→ EXCERPT:
────────────────────
Running the agent on Kubernetes (k3s)
This guide walks through deploying inference-club-agent on a Kubernetes cluster — including a home cluster running k3s. The setup stores the agent manifest in a ConfigMap and schedules the agent on a GPU node.
Prerequisites
- A running k3s (or other Kubernetes) cluster.
- A node with a GPU and drivers installed (CUDA or ROCm). The node should be labeled so the agent pod can be scheduled there.
kubectlconfigured against your cluster.- An inference.club API key (see Quickstart).
1. Label your GPU node
kubectl label node <your-gpu-node-name> inference.club/gpu=true
This lets you target the agent pod to GPU hardware via a nodeSelector.
2. Create the API key secret
kubectl create secret generic inference-club-agent-secret \
--from-literal=INFERENCE_CLUB_API_KEY=<your-key>
3. Create the agent manifest ConfigMap
The agent manifest declares which local services to advertise. Save this as agent-manifest.yaml:
apiVersion: v1
kind: ConfigMap
metadata:
name: inference-club-agent-manifest
data:
agent.yaml: |
hosts:
- id: k3s-home-cluster
services:
- name: vllm-qwen
engine: vllm
url: http://localhost:8000/v1
models:
- hf: Qwen/Qwen3-8B
- name: dia-voice
type: tts
engine: dia
url: http://localhost:7860/v1
features: [voice-cloning]
models:
- id: nari-labs/Dia-1.6B
- name: ltx-video
type: video
url: http://localhost:8003/v1
models:
- id: Lightricks/LTX-Video-2
Apply it:
kubectl apply -f agent-manifest.yaml
4. Deploy the agent
Save this as agent-deployment.yaml:
apiVersion: apps/v1
kind: Deployment
metadata:
name: inference-club-agent
labels:
app: inference-club-agent
spec:
replicas: 1
selector:
matchLabels:
app: inference-club-agent
template:
metadata:
labels:
app: inference-club-agent
spec:
nodeSelector:
inference.club/gpu: "true"
────────────────────
→ YOUR TASKS:
a. In the guide to running the agent on k3s, what label is put on the GPU node so the agent pod can be scheduled there?
b. Pick up the guide to running the agent on k3s right after its last line and carry it on.

→ DATA LINES:
────────────────────
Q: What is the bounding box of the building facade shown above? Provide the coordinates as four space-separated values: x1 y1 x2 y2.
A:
────────────────────
→ ANSWERS TO THE TASKS:
a. inference.club/gpu=true

b.
containers:
- name: agent
image: ghcr.io/inference-club/inference-club-agent:latest
env:
- name: INFERENCE_CLUB_URL
value: "https://api.inference.club"
- name: INFERENCE_CLUB_API_KEY
valueFrom:
secretKeyRef:
name: inference-club-agent-secret
key: INFERENCE_CLUB_API_KEY
- name: AGENT_NAME
value: "home-k3s"
- name: AGENT_CALLBACK_URL
value: "http://<your-node-ip>:8002/v1"
- name: AGENT_MANIFEST
value: "/config/agent.yaml"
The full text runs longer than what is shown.